By Josh Rogin The Washington Post

Published Nov. 1, 2016

Inside former spy-cum-pol Evan McMullin's 10 years undercover in the CIA

Conservative independent presidential candidate Evan McMullin is rising in the polls and stands a fair chance of stealing the red state of Utah from GOP nominee Donald Trump. So it's no surprise that pro-Trump Republicans and others are raising questions about his record as an undercover CIA officer.

Vetting a former spy for the nation's highest office isn't easy, considering the classified nature of his government service. This has left McMullin vulnerable to attacks he cannot publicly address. But I interviewed six former CIA officers who worked with McMullin during his 10 years inside the agency. What emerged was a picture of a young case officer who volunteered for duty in the world's most dangerous places and had a unique talent for recruiting members of extremist organizations as assets.

McMullin joined the CIA as a student trainee while an undergraduate at Brigham Young University. He would alternate semesters between the university and training at CIA headquarters in Langley, Va. During that time, he spent a year in Israel and Jordan learning Arabic. He also worked for a refugee resettlement program run by the United Nations.

What to work on: Write out the article about Evan McMullin's CIA career in full, word for word. The listing that comes next has no connection to the article about Evan McMullin.

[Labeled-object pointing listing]
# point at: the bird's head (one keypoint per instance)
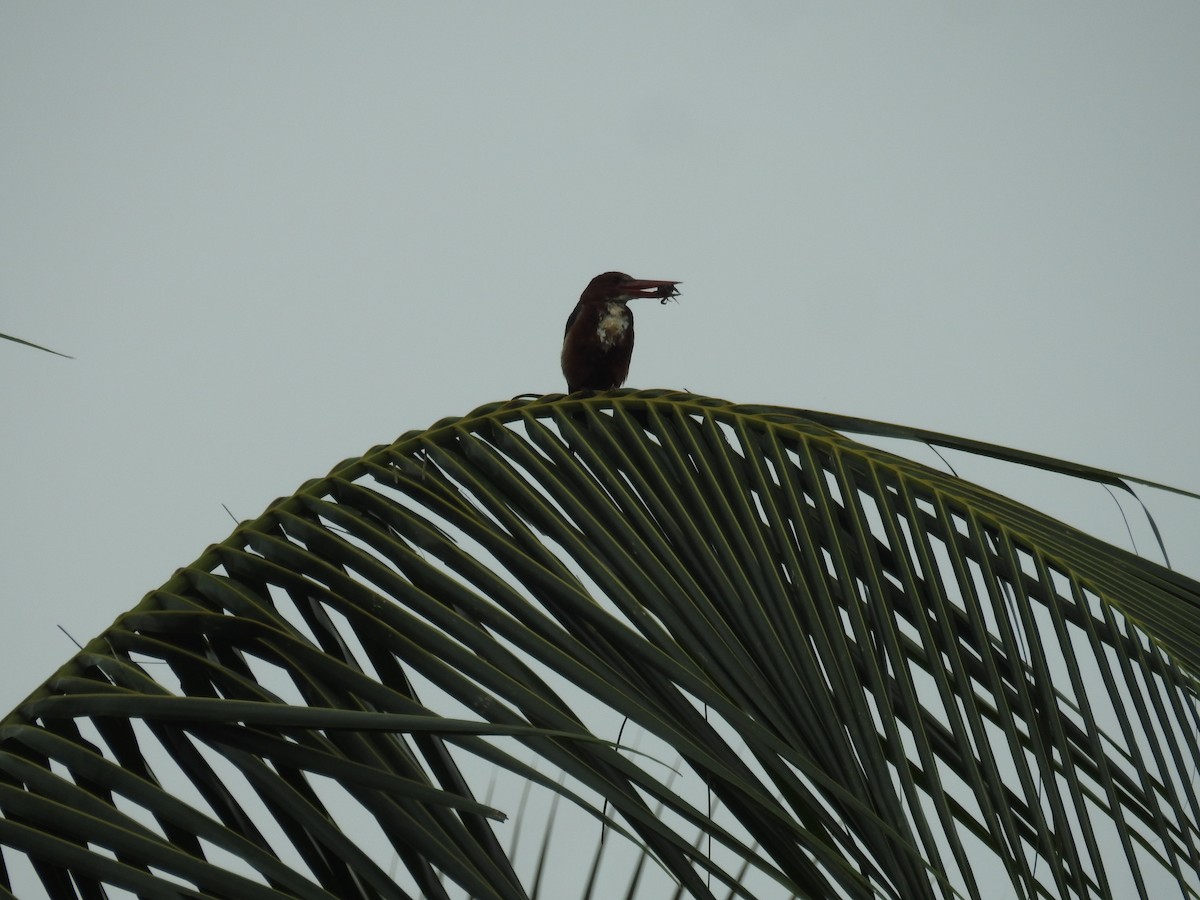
(621, 287)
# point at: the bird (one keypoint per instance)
(598, 341)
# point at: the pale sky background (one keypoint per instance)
(277, 234)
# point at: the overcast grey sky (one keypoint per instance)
(276, 234)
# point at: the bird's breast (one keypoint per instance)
(613, 324)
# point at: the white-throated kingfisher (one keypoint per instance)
(599, 337)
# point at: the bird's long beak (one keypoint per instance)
(649, 287)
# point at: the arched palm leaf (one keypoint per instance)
(851, 676)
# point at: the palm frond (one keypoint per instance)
(852, 675)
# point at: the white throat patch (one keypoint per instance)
(613, 323)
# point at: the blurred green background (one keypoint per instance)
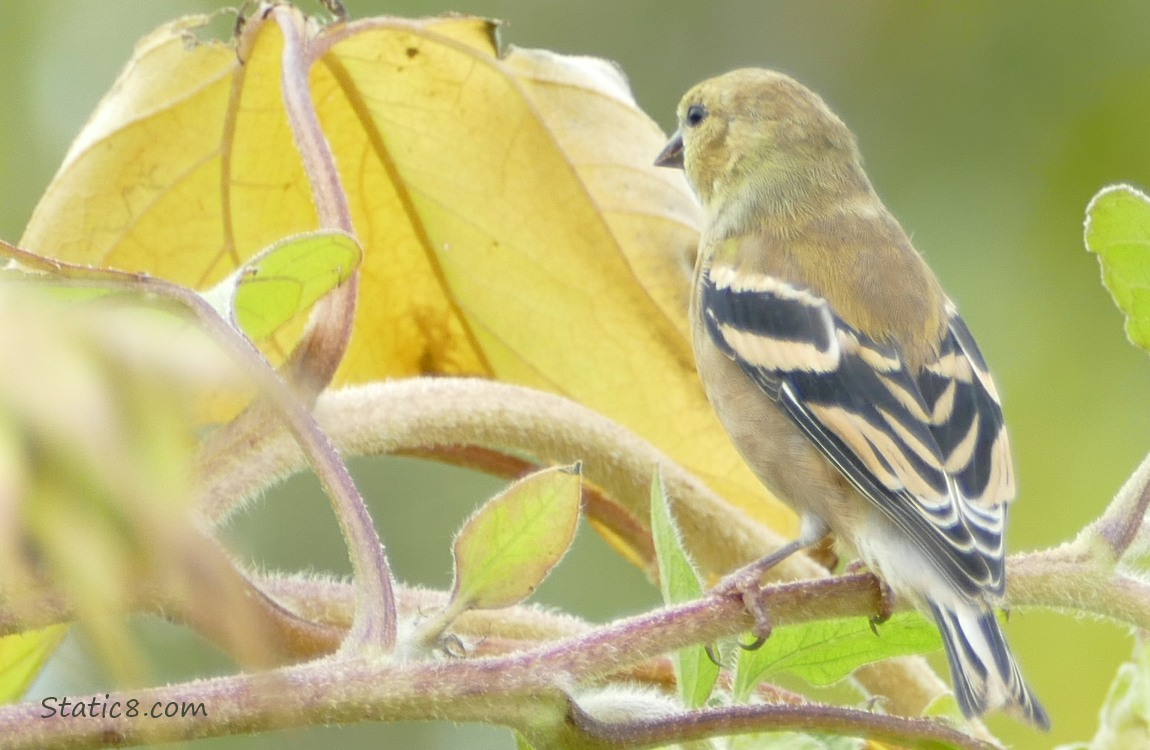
(987, 127)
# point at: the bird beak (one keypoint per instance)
(672, 155)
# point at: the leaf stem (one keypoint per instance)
(375, 610)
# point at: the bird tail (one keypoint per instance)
(982, 667)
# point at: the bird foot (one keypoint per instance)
(886, 595)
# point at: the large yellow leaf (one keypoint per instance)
(512, 222)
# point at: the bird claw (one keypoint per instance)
(886, 605)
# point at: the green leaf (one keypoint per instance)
(284, 280)
(1125, 717)
(827, 651)
(506, 549)
(1118, 230)
(695, 672)
(22, 655)
(795, 741)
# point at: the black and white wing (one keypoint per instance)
(927, 448)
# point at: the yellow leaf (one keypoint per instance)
(512, 222)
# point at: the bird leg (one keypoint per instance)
(886, 594)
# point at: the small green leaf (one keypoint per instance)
(827, 651)
(1118, 230)
(284, 280)
(695, 672)
(506, 549)
(22, 655)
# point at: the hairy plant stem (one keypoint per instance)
(374, 625)
(524, 690)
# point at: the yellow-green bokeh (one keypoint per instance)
(986, 127)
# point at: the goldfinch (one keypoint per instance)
(842, 372)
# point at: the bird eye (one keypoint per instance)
(696, 114)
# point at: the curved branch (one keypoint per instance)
(730, 720)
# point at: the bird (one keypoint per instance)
(842, 372)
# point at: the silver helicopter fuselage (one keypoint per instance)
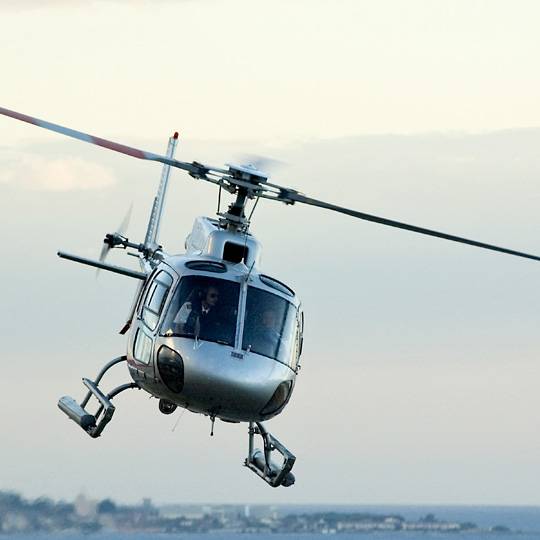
(227, 381)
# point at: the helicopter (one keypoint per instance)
(207, 330)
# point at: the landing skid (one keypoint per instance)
(260, 462)
(94, 424)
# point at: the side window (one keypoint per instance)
(142, 348)
(155, 299)
(298, 340)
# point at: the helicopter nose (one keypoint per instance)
(218, 380)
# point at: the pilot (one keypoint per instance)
(199, 316)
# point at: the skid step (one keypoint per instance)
(260, 462)
(94, 424)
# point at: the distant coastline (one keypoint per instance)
(44, 515)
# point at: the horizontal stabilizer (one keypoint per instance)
(103, 266)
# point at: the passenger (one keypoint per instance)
(199, 316)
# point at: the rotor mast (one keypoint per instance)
(246, 180)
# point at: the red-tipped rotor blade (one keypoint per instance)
(92, 139)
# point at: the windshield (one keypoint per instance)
(204, 308)
(269, 325)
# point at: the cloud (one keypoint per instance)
(54, 174)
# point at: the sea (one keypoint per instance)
(524, 523)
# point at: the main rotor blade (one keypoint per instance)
(111, 145)
(298, 197)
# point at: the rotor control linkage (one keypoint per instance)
(260, 462)
(94, 424)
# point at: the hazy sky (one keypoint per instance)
(420, 374)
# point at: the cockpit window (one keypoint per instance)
(203, 308)
(269, 325)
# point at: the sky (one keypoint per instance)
(420, 371)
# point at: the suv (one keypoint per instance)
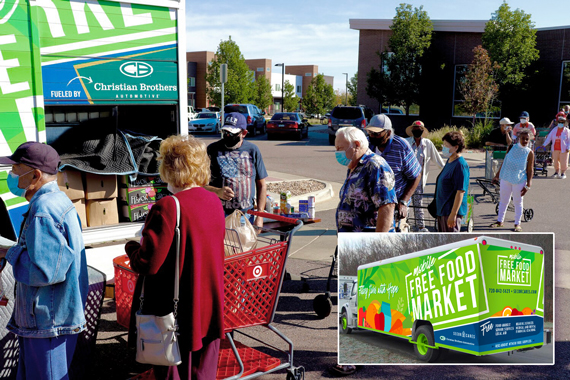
(345, 117)
(254, 117)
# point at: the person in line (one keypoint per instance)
(452, 185)
(425, 153)
(501, 137)
(524, 122)
(367, 197)
(515, 178)
(399, 155)
(185, 166)
(560, 139)
(49, 267)
(238, 171)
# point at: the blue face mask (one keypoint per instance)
(341, 158)
(13, 180)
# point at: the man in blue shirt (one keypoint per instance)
(367, 198)
(399, 155)
(49, 266)
(238, 171)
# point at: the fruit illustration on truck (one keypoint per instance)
(479, 296)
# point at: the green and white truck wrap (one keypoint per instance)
(480, 296)
(84, 52)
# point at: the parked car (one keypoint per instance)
(342, 116)
(255, 121)
(288, 123)
(191, 113)
(205, 122)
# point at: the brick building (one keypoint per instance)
(449, 54)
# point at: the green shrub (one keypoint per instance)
(474, 137)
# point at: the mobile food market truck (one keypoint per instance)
(480, 296)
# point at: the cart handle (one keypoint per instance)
(277, 217)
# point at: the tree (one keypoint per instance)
(352, 90)
(262, 95)
(291, 100)
(319, 97)
(478, 87)
(510, 39)
(399, 77)
(240, 87)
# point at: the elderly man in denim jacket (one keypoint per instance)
(49, 266)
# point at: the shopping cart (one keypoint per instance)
(541, 160)
(494, 191)
(252, 283)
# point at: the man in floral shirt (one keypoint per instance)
(368, 197)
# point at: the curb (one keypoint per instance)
(320, 195)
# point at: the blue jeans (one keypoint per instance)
(46, 358)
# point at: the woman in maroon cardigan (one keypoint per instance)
(185, 166)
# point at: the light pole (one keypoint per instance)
(346, 88)
(282, 84)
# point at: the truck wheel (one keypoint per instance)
(322, 306)
(344, 323)
(423, 336)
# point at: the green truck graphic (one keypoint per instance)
(78, 52)
(480, 296)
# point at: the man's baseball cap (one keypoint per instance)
(36, 155)
(234, 122)
(378, 123)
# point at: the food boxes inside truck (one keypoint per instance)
(480, 296)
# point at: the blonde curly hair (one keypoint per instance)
(184, 162)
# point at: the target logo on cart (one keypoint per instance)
(257, 271)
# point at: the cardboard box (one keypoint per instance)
(100, 186)
(71, 183)
(102, 212)
(141, 181)
(136, 213)
(79, 205)
(139, 195)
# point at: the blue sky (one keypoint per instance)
(300, 32)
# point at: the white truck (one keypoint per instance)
(479, 296)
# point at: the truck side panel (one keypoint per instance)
(461, 292)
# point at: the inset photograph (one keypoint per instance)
(445, 298)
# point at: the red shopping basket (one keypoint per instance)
(125, 281)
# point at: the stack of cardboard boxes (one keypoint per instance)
(137, 196)
(101, 199)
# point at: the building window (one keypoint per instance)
(459, 99)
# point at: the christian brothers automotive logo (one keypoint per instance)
(136, 69)
(7, 8)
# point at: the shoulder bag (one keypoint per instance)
(157, 337)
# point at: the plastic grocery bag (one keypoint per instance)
(240, 234)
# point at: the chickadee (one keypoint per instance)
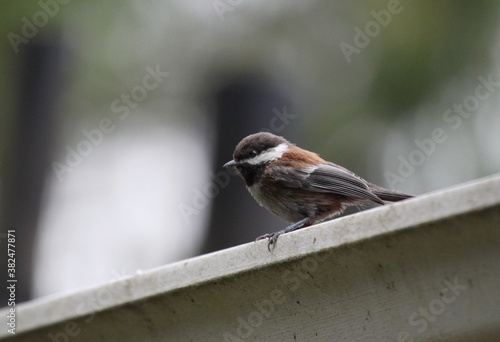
(297, 185)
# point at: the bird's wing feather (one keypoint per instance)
(326, 178)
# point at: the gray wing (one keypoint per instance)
(327, 178)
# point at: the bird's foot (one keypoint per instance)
(272, 239)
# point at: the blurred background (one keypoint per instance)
(117, 116)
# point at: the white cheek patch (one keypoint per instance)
(267, 156)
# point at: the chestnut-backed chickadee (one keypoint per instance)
(297, 185)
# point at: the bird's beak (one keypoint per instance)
(231, 163)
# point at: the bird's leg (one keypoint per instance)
(273, 237)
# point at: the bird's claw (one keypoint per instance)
(272, 237)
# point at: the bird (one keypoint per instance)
(299, 186)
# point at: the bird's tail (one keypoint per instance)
(388, 195)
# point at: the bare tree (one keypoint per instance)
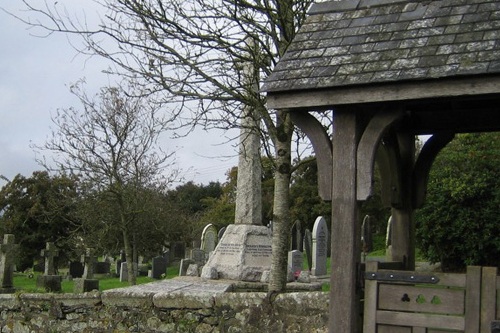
(112, 145)
(193, 50)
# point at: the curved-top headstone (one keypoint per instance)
(319, 246)
(209, 238)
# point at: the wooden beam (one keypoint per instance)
(403, 224)
(322, 149)
(346, 228)
(423, 165)
(377, 93)
(378, 125)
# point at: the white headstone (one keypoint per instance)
(209, 238)
(295, 261)
(319, 247)
(123, 272)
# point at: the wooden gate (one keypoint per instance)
(412, 302)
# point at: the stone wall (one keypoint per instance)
(124, 312)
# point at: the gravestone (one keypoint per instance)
(76, 269)
(124, 272)
(319, 247)
(366, 235)
(49, 280)
(208, 239)
(295, 261)
(102, 267)
(166, 255)
(8, 254)
(388, 240)
(118, 262)
(308, 247)
(193, 270)
(183, 267)
(178, 251)
(297, 243)
(199, 256)
(243, 254)
(159, 267)
(221, 233)
(123, 256)
(87, 282)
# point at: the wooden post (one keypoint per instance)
(346, 238)
(403, 225)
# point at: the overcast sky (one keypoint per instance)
(35, 74)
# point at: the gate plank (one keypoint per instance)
(421, 320)
(473, 299)
(371, 295)
(422, 299)
(488, 298)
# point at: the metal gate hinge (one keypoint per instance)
(409, 277)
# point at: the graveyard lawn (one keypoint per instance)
(27, 282)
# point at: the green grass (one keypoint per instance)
(25, 283)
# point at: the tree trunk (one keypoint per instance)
(281, 209)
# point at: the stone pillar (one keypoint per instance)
(249, 193)
(49, 280)
(244, 252)
(87, 282)
(8, 253)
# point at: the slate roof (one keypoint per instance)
(357, 42)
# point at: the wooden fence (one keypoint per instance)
(412, 302)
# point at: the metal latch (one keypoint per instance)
(409, 277)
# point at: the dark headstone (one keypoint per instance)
(199, 256)
(297, 242)
(39, 267)
(179, 250)
(123, 258)
(366, 234)
(87, 282)
(8, 254)
(159, 267)
(76, 269)
(308, 247)
(221, 233)
(184, 266)
(50, 283)
(85, 285)
(118, 266)
(102, 267)
(49, 254)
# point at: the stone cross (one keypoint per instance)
(249, 194)
(49, 253)
(89, 260)
(8, 252)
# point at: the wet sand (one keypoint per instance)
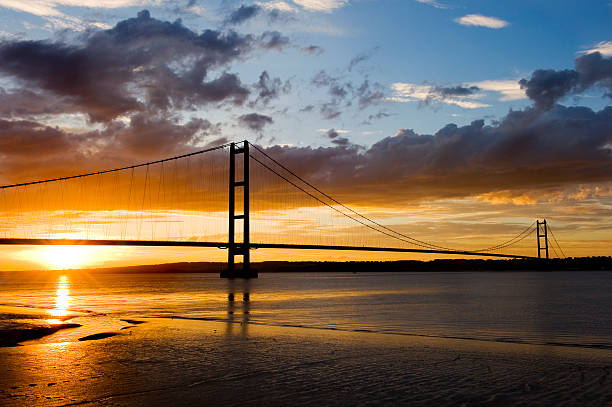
(169, 362)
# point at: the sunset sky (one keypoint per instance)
(456, 122)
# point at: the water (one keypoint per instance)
(568, 308)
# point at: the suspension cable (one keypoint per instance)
(555, 239)
(330, 206)
(414, 241)
(510, 242)
(115, 169)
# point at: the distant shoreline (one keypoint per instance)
(601, 263)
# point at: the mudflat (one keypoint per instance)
(169, 362)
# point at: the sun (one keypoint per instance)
(66, 257)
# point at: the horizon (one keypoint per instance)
(456, 122)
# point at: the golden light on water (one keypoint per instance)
(62, 300)
(66, 257)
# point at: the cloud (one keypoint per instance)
(528, 150)
(277, 5)
(478, 20)
(603, 47)
(336, 139)
(242, 14)
(141, 63)
(433, 3)
(547, 86)
(313, 50)
(361, 57)
(321, 5)
(49, 9)
(343, 92)
(255, 121)
(510, 89)
(461, 96)
(273, 40)
(269, 88)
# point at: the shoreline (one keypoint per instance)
(576, 264)
(32, 333)
(195, 362)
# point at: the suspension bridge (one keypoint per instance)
(235, 197)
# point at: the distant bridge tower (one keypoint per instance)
(239, 248)
(542, 233)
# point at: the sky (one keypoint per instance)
(458, 122)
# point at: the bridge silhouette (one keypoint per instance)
(235, 196)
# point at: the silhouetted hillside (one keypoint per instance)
(569, 264)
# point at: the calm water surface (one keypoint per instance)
(571, 308)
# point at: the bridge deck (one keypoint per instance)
(224, 245)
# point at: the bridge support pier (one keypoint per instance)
(542, 233)
(239, 248)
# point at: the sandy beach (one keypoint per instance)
(193, 362)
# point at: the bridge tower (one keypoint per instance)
(542, 233)
(239, 248)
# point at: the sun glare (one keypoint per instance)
(66, 257)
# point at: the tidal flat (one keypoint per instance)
(168, 362)
(431, 339)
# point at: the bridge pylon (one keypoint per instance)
(239, 248)
(542, 233)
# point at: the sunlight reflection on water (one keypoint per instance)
(62, 300)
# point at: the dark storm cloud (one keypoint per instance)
(24, 103)
(242, 14)
(547, 86)
(255, 121)
(528, 149)
(21, 139)
(139, 62)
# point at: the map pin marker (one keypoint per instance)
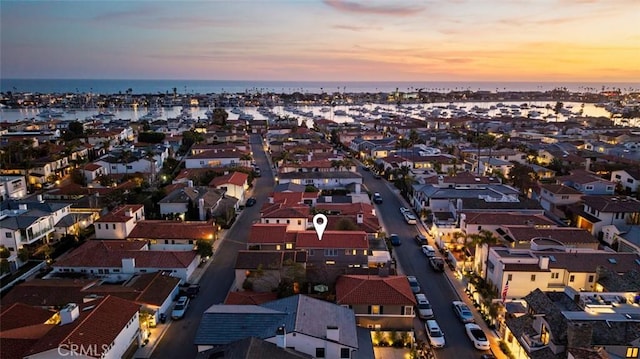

Result for this exercise:
By Josh Rogin The Washington Post

Published Nov. 1, 2016

Inside former spy-cum-pol Evan McMullin's 10 years undercover in the CIA

Conservative independent presidential candidate Evan McMullin is rising in the polls and stands a fair chance of stealing the red state of Utah from GOP nominee Donald Trump. So it's no surprise that pro-Trump Republicans and others are raising questions about his record as an undercover CIA officer.

Vetting a former spy for the nation's highest office isn't easy, considering the classified nature of his government service. This has left McMullin vulnerable to attacks he cannot publicly address. But I interviewed six former CIA officers who worked with McMullin during his 10 years inside the agency. What emerged was a picture of a young case officer who volunteered for duty in the world's most dangerous places and had a unique talent for recruiting members of extremist organizations as assets.

McMullin joined the CIA as a student trainee while an undergraduate at Brigham Young University. He would alternate semesters between the university and training at CIA headquarters in Langley, Va. During that time, he spent a year in Israel and Jordan learning Arabic. He also worked for a refugee resettlement program run by the United Nations.